[SUPPLIED MATERIAL]

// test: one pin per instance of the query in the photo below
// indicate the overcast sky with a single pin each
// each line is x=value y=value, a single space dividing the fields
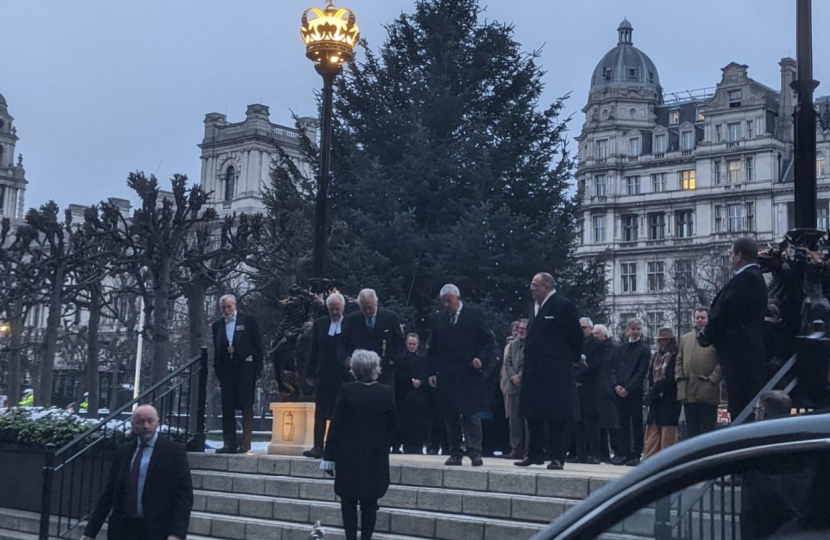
x=101 y=88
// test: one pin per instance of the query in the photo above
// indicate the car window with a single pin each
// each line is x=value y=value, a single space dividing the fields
x=776 y=496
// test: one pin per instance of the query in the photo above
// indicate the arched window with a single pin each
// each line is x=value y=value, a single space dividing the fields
x=230 y=183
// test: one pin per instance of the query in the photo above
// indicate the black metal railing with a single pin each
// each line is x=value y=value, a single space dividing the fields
x=711 y=511
x=75 y=474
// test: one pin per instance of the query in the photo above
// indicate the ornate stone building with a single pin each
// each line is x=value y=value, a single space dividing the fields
x=12 y=176
x=236 y=158
x=667 y=181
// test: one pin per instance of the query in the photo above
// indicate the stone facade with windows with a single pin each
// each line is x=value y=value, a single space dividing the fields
x=667 y=181
x=237 y=158
x=12 y=175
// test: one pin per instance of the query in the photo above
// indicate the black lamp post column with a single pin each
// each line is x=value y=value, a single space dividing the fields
x=805 y=121
x=324 y=176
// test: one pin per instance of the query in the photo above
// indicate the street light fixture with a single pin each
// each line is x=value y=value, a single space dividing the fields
x=330 y=36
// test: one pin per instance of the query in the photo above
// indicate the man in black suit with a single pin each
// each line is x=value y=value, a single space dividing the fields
x=324 y=366
x=373 y=328
x=628 y=376
x=237 y=361
x=460 y=347
x=736 y=327
x=149 y=491
x=548 y=391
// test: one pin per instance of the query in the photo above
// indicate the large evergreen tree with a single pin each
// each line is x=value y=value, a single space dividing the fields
x=448 y=167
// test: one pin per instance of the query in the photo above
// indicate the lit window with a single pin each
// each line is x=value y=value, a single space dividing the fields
x=632 y=185
x=733 y=171
x=656 y=276
x=688 y=140
x=674 y=117
x=660 y=144
x=687 y=179
x=602 y=148
x=630 y=231
x=599 y=185
x=599 y=228
x=684 y=223
x=735 y=132
x=658 y=182
x=628 y=273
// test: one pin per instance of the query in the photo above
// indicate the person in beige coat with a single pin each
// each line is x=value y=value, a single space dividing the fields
x=699 y=377
x=510 y=386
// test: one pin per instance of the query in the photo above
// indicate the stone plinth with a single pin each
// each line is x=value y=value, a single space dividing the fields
x=292 y=431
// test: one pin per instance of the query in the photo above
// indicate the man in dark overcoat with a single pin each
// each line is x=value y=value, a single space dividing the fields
x=373 y=328
x=460 y=348
x=587 y=378
x=548 y=392
x=237 y=361
x=149 y=494
x=736 y=327
x=325 y=368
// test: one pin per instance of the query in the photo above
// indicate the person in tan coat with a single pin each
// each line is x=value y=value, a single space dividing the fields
x=699 y=377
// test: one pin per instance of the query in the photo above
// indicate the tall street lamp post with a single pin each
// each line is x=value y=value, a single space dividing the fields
x=330 y=35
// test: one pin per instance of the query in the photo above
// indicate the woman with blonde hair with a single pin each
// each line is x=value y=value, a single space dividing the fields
x=664 y=409
x=357 y=448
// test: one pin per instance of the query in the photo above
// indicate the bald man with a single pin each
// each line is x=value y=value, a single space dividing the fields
x=149 y=494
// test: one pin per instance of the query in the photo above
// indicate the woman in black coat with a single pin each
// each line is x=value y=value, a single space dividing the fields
x=357 y=448
x=664 y=409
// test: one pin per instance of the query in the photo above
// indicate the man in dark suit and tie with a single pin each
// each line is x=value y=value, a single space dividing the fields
x=326 y=368
x=460 y=348
x=149 y=493
x=237 y=361
x=373 y=328
x=548 y=392
x=736 y=327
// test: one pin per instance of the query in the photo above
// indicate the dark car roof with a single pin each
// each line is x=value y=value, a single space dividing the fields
x=791 y=429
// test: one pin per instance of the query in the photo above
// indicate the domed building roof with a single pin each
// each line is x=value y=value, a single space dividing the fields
x=625 y=65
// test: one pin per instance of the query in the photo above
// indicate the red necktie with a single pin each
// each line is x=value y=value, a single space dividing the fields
x=135 y=469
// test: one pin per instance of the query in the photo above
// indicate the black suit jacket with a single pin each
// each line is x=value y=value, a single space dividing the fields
x=247 y=341
x=736 y=320
x=167 y=498
x=553 y=345
x=386 y=339
x=451 y=350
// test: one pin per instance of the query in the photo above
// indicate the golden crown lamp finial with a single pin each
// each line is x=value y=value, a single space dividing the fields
x=330 y=35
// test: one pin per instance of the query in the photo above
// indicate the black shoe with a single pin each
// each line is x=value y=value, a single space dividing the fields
x=316 y=453
x=527 y=462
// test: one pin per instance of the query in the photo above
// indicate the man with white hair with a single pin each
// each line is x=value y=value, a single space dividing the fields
x=237 y=361
x=373 y=328
x=325 y=368
x=460 y=346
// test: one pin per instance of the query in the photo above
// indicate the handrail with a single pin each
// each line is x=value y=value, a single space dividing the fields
x=76 y=474
x=129 y=405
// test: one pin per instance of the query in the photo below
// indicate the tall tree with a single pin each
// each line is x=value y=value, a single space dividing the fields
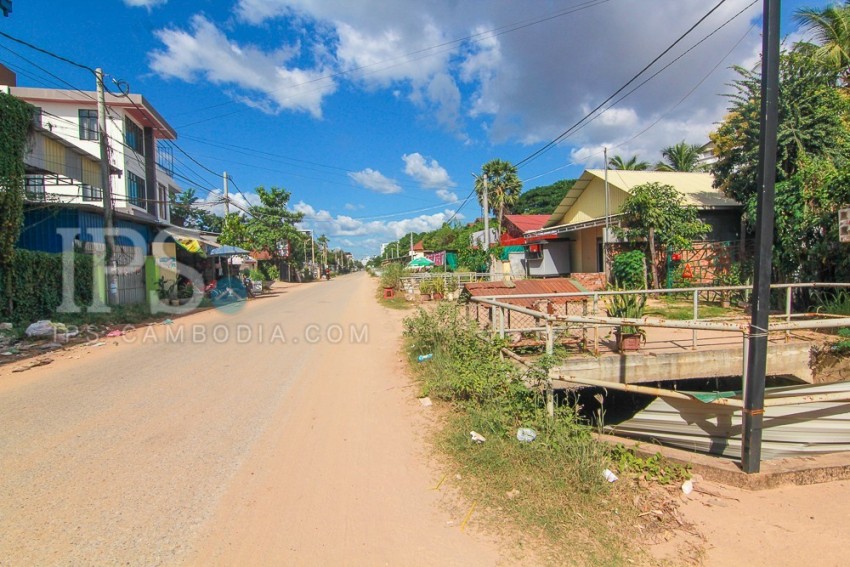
x=271 y=223
x=617 y=162
x=503 y=186
x=659 y=215
x=543 y=200
x=187 y=210
x=812 y=122
x=831 y=29
x=680 y=157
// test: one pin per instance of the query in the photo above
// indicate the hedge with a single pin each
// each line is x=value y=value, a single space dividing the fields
x=37 y=285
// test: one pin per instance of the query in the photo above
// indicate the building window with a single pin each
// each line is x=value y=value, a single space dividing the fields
x=135 y=189
x=34 y=188
x=165 y=158
x=133 y=136
x=91 y=193
x=162 y=201
x=88 y=124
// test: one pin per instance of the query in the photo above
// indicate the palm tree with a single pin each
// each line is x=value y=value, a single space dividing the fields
x=503 y=186
x=633 y=164
x=681 y=157
x=831 y=29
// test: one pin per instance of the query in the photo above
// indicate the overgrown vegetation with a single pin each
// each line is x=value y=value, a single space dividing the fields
x=552 y=486
x=36 y=285
x=629 y=270
x=15 y=125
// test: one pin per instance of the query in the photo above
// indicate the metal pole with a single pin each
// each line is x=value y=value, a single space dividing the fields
x=696 y=317
x=106 y=180
x=226 y=195
x=753 y=412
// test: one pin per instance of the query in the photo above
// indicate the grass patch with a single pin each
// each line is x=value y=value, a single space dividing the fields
x=396 y=302
x=683 y=309
x=552 y=489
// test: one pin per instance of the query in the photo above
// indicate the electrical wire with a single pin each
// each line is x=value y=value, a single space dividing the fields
x=569 y=130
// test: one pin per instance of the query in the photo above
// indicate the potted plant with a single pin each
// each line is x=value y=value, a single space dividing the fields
x=451 y=289
x=729 y=277
x=425 y=290
x=438 y=288
x=627 y=306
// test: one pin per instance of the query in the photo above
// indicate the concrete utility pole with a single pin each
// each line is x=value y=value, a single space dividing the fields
x=226 y=196
x=607 y=220
x=486 y=216
x=753 y=412
x=106 y=180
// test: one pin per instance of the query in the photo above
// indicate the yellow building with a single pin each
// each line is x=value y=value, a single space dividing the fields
x=580 y=218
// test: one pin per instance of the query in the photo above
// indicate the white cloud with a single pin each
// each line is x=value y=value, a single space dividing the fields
x=214 y=202
x=344 y=226
x=205 y=52
x=476 y=72
x=144 y=3
x=375 y=181
x=447 y=196
x=428 y=173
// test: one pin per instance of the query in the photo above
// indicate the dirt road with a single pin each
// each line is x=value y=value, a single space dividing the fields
x=283 y=434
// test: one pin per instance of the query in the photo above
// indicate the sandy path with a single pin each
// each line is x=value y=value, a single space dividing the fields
x=264 y=448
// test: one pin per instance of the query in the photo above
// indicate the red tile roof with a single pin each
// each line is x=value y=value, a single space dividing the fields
x=527 y=222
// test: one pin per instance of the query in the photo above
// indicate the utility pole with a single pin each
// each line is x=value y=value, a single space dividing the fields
x=108 y=214
x=486 y=217
x=753 y=411
x=607 y=220
x=226 y=196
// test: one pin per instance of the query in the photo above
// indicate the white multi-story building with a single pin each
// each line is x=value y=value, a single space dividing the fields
x=64 y=163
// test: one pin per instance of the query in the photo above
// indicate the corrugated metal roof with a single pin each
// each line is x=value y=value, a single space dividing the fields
x=523 y=287
x=527 y=222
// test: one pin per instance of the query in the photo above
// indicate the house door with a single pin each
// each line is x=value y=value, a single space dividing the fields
x=600 y=256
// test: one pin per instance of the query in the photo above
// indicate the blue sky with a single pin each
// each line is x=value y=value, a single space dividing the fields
x=375 y=114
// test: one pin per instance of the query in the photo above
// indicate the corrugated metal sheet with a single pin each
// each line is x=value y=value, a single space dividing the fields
x=522 y=287
x=696 y=188
x=809 y=429
x=527 y=222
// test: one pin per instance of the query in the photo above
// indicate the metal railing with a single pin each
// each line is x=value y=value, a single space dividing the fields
x=499 y=310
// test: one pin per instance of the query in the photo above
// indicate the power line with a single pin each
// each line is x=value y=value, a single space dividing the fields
x=425 y=52
x=47 y=52
x=569 y=130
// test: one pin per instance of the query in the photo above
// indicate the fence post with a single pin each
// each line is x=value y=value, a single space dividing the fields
x=501 y=322
x=787 y=312
x=696 y=316
x=595 y=327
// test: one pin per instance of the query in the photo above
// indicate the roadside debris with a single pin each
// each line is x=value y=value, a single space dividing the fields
x=33 y=364
x=45 y=328
x=477 y=437
x=526 y=435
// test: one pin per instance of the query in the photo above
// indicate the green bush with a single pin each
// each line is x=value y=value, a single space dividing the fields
x=629 y=270
x=391 y=275
x=37 y=285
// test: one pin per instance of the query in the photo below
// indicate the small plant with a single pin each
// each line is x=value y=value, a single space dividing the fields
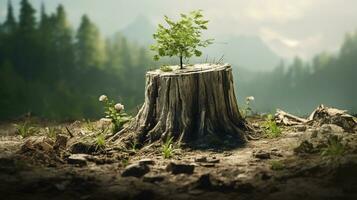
x=167 y=148
x=272 y=129
x=133 y=146
x=115 y=112
x=51 y=132
x=90 y=126
x=334 y=147
x=25 y=129
x=100 y=142
x=166 y=68
x=247 y=110
x=277 y=165
x=125 y=162
x=181 y=38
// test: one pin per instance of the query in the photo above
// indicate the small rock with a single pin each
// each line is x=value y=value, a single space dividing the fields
x=61 y=142
x=37 y=143
x=242 y=176
x=208 y=165
x=146 y=161
x=82 y=147
x=213 y=160
x=153 y=178
x=135 y=170
x=304 y=147
x=300 y=128
x=244 y=187
x=201 y=159
x=78 y=159
x=204 y=182
x=331 y=128
x=175 y=168
x=262 y=154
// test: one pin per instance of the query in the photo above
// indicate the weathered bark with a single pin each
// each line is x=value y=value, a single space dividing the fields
x=189 y=104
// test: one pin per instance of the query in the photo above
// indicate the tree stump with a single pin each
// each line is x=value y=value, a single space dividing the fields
x=188 y=105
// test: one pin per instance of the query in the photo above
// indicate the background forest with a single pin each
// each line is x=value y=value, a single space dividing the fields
x=54 y=71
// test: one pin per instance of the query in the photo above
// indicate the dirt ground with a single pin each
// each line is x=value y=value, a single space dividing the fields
x=290 y=166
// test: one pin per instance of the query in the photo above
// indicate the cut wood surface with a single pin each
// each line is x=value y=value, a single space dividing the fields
x=188 y=104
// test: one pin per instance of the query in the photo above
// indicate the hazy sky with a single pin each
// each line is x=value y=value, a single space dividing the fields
x=289 y=27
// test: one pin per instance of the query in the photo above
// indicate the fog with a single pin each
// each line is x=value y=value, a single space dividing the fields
x=288 y=27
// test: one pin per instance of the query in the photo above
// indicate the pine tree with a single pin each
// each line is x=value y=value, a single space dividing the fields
x=27 y=22
x=27 y=43
x=62 y=36
x=10 y=24
x=90 y=51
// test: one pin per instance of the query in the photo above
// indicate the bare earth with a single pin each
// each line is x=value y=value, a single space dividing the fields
x=267 y=168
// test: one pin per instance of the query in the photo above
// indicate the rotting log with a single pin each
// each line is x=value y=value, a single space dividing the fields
x=188 y=105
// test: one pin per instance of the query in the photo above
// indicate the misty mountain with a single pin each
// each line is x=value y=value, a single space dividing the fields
x=248 y=52
x=140 y=30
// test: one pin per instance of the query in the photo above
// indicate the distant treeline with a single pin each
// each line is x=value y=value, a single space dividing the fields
x=55 y=72
x=52 y=71
x=330 y=79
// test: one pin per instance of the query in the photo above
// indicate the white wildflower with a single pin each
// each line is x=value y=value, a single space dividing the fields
x=119 y=107
x=103 y=98
x=250 y=98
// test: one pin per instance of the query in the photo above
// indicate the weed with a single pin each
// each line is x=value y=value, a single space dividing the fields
x=166 y=68
x=167 y=148
x=272 y=129
x=51 y=132
x=25 y=129
x=100 y=142
x=277 y=165
x=133 y=146
x=115 y=112
x=125 y=162
x=90 y=126
x=247 y=110
x=334 y=147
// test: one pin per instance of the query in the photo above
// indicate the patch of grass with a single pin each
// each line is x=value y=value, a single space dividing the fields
x=272 y=130
x=276 y=165
x=166 y=68
x=167 y=148
x=125 y=162
x=334 y=147
x=133 y=146
x=25 y=129
x=100 y=142
x=51 y=132
x=90 y=126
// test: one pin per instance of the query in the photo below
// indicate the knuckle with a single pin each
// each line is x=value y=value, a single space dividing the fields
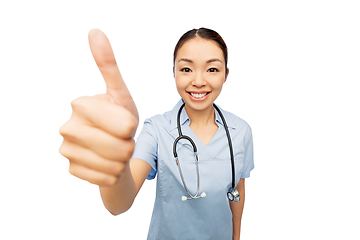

[/SUPPLIED MATERIAL]

## EXERCISE GOAL
Set down word for word the lines from the first entry through the line with "car window with a single pin each", both included, omitting pictures.

## ANSWER TO THIS PROBLEM
// test: one pin per instance of the query in the photo below
// indicate the overcast sky with a single pin each
// each line is x=value y=value, a single space dividing the fields
x=101 y=88
// test: one pin per instance of the query in the photo above
// indicate the car window with a single pin each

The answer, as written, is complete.